→ **ЗАДАНИЕ 1**
Перепишите в виде краткого списка абзац фрагмента текста о записях Пастернака, который начинается словами «2) Берлинские записи». Основные факты должны сохраниться.
→ **ЗАДАНИЕ 2**
Какие пометки, согласно фрагменту текста о записях Пастернака, отец не раз оставлял в своих записях?
→ **ЗАДАНИЕ 3**
Продолжите фрагмент текста о записях Пастернака, начав сразу после его последнего предложения.

→ **ФРАГМЕНТ ТЕКСТА**
1) Записи московского периода (приблизительно 1910-е—1920-е гг.) отличаются тем, что они написаны как бы под непосредственным впечатлением событий в сфере искусства, в них отражается точка зрения отца по тому или иному вопросу, его взгляды на происходящее вокруг него в области живописи, художественного обучения, художественной критики и т. д.
2) Берлинские записи (20-е и начало 30-х гг.), часть которых предназначалась для опубликования в его монографии, менее импульсивны — чувствуется, что он писал их, вспоминая прошлое, сравнивая впечатления настоящего с былым, подводя итоги. 3) Оксфордские записи (конца 30-х, но главным -образом, начала 40-х гг.) начаты по нашему настоянию. Не уступая предыдущим по силе чувства, эти записи отличаются мягкостью умудренного жизнью человека, то с грустью, то с улыбкой глядящего на пройденный путь. Многое из того, что в плавном изложении Пастернак заносит в свои оксфордские воспоминания, намечено уже ранее, в Москве или Берлине, в более сжатом схематическом виде. И наоборот, некоторые из вопросов, которым он посвящал свои записи раннего периода, лишь кратко затронуты в более поздней трактовке.
Отец не раз делает пометки в своих записях: ‘тороплюсь’ или ‘до другого раза’. Причиной этого — в молодые годы — являлось то, что Пастернак загружен был работой — творческой, художественно-педагогической и т. д. В последние же годы жизни отец ‘спешит записать’, он боится, что не успеет, что ‘близок конец’. И вот, раз записав что-либо, он переходит к новым воспоминаниям, иногда не связанным с предыдущими, так как писание часто прерывалось. Пастернак это знал, и среди текстов его мы встречаем пометки и восклицания вроде следующих: ‘Кажется, где-то уже сказано’, ‘проверить’, ‘связать тексты!’… Во избежание повторений, перебоев или неясностей моей главной задачей в оформлении материала было: перестановка некоторых текстов, объединение в соответствующих главах отрывков, относящихся к одному и тому же предмету, соблюдение, поскольку возможно, хронологической и тематической последовательности.

→ **РАЗДЕЛ ДАННЫХ**
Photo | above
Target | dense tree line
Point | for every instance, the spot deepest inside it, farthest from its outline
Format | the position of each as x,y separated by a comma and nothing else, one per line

→ **ОТВЕТ 1**
- Берлинские записи (20-е и начало 30-х гг.) частично предназначались для монографии. Они менее импульсивны, чем московские, и написаны как воспоминания о прошлом: автор сравнивает нынешние впечатления с былыми и подводит итоги.
- Оксфордские записи (конец 30-х, но главным образом начало 40-х гг.) начаты «по нашему настоянию». По силе чувства они не уступают предыдущим. Их отличает мягкость умудренного жизнью человека, который то с грустью, то с улыбкой смотрит на пройденный путь.
- Многое из оксфордских воспоминаний уже было сжато и схематично намечено в Москве или Берлине.
- Некоторые вопросы, которым были посвящены ранние записи, позднее затронуты лишь кратко.

→ **ОТВЕТ 2**
Отец оставлял пометки «тороплюсь» или «до другого раза».

→ **ОТВЕТ 3**
Считаю нужным отметить, что несмотря на перегруппировку некоторых записей, самые тексты отцовых записей, т. е. оригинальная редакция их, оставались неприкосновенными и не подвергались изменениям — я считаю это просто невозможным…
Мои собственные пояснения и замечания по тексту, описывающие, где это требуется для большей ясности, возникновение или значение того или иного отрывка и т. п., отнесены к общим комментариям в конце книги. Как я уже выше отметила, отец мой регулярного дневника, как это обычно понимается, не вел. Он считал и не раз говорил, что его настоящие ‘дневники’ — т. е. заметки о наиболее интересных встречах или эпизодах жизни, — это его зарисовки в альбомчиках, число которых очень велико. Он заносил в них все, что его глаз художника наблюдал, схватывал и что ему было интересным и нужным ‘для памяти’. Конечно, при таком способе отмечать (вместо ‘записывать’) что-либо в дневнике — писать фактически уже не представлялось ему ни интересным, ни, тем более, нужным.
Его ‘Воспоминания’ — мысли, словами записанные в этих же альбомчиках или в тетрадках и даже просто на клочках случайно подвернувшейся под руку бумажки — касались вопросов искусства, это были разрозненные, разные и не всегда ясно изложенные пометки, скорее всего сделанные ‘для памяти’, для напоминания себе, почти что шифр. Этим и объясняется досадное ощущение какой-то недосказанности, которое возникает у читающего эти мемуары. Сплошь и рядом появляются у отца то большие, то меньшие разрывы, пробелы, ‘окна’. Именно это лишает его мемуары повествовательного и плавно-последовательного ‘освещения’ жизни его среди общих событий времени. Удивляться этому не приходится, можно только сожалеть, что не записанное им без него уже не допишешь. Его рисунки, наброски, иной раз просто начатые два-три штриха брошенного кроки говорили ему больше слов, но только ему! А хотелось бы нам, да, вероятно, и каждому читающему, получить больше фактического материала свидетеля или — часто — участника тех или иных событий.
Очень мало сказано отцом о жизни Москвы и московского общества 80-х—90-х годов, когда он впервые приехал в Москву и осел в ней как ‘москвич’.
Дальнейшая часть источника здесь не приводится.